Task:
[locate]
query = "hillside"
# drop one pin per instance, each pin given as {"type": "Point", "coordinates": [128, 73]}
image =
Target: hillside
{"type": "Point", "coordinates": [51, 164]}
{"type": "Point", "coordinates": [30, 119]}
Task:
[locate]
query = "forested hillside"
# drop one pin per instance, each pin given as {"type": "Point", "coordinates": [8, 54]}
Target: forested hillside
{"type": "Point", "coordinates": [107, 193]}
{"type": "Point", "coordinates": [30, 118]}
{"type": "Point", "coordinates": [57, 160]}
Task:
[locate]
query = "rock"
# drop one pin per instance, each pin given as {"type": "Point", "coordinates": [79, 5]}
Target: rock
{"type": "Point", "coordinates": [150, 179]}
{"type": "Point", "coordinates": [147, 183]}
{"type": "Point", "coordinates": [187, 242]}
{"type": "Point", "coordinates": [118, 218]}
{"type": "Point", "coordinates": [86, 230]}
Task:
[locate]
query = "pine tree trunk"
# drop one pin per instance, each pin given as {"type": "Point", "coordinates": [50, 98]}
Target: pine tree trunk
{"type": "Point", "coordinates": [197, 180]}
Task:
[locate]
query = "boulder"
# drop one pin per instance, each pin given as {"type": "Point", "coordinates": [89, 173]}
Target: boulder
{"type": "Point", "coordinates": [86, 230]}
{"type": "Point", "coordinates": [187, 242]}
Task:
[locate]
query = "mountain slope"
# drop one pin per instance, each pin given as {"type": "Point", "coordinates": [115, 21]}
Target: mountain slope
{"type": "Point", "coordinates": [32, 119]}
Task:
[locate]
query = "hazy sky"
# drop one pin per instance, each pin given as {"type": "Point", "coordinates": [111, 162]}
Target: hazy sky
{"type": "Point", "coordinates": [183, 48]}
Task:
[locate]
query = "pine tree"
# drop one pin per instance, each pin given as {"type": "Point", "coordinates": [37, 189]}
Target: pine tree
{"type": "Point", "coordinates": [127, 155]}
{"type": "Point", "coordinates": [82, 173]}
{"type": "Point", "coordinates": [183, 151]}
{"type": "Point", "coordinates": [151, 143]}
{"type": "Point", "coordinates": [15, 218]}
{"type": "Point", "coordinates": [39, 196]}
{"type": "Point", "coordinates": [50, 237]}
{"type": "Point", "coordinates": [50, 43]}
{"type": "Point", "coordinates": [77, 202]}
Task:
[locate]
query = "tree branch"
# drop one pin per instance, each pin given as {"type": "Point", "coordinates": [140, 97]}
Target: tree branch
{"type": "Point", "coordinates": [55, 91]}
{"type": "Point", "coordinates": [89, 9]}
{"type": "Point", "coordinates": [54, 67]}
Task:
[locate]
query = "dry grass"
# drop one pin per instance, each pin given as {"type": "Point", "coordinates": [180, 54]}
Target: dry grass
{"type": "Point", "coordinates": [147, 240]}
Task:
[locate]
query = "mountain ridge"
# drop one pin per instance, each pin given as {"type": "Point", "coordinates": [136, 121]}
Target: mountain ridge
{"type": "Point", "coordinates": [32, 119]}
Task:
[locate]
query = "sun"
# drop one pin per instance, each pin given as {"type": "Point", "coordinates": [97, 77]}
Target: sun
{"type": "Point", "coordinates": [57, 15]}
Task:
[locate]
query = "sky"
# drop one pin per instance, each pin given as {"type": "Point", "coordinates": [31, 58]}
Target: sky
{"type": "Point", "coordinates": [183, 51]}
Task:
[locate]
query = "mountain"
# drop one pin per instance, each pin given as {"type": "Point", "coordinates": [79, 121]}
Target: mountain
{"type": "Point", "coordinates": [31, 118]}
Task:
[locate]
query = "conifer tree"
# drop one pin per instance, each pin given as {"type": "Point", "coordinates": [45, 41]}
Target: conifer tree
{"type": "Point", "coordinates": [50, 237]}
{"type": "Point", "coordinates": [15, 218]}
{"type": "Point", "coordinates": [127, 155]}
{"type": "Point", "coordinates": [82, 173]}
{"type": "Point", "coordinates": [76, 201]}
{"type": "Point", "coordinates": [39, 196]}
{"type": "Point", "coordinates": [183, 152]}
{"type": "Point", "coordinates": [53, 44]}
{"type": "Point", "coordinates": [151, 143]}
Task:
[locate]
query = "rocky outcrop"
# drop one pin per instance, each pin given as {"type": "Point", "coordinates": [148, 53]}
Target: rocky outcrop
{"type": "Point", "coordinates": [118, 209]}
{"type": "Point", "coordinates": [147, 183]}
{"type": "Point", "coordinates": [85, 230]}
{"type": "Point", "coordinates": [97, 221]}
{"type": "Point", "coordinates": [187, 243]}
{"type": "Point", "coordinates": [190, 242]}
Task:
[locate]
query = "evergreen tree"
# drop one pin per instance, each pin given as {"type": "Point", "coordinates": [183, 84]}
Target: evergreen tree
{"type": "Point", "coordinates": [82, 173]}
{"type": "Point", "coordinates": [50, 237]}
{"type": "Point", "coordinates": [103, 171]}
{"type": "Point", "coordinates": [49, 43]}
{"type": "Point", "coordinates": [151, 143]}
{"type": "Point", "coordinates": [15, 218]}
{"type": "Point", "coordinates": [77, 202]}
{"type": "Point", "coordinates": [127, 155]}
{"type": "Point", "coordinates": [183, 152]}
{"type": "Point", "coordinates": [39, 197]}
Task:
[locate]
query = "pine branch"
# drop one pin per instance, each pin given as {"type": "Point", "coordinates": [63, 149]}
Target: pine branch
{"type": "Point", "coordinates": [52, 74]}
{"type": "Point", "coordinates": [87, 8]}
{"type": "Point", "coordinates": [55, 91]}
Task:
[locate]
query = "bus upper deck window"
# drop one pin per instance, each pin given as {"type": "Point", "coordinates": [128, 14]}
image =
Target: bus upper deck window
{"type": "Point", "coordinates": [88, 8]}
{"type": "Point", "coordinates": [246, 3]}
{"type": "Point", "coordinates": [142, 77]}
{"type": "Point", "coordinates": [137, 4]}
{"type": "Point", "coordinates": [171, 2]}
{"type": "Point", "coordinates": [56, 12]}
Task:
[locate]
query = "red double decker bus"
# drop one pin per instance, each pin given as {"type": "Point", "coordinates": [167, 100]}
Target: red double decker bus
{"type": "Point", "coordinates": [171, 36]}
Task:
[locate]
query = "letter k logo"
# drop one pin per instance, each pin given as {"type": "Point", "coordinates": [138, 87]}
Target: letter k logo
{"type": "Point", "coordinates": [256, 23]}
★ ★ ★ ★
Exercise directions = Which lines of the items above contain the word "mountain"? Show each such line, treating case as significant.

Finished answer =
query = "mountain slope"
Target: mountain slope
query = "mountain ridge"
Target: mountain ridge
query = "mountain"
Target: mountain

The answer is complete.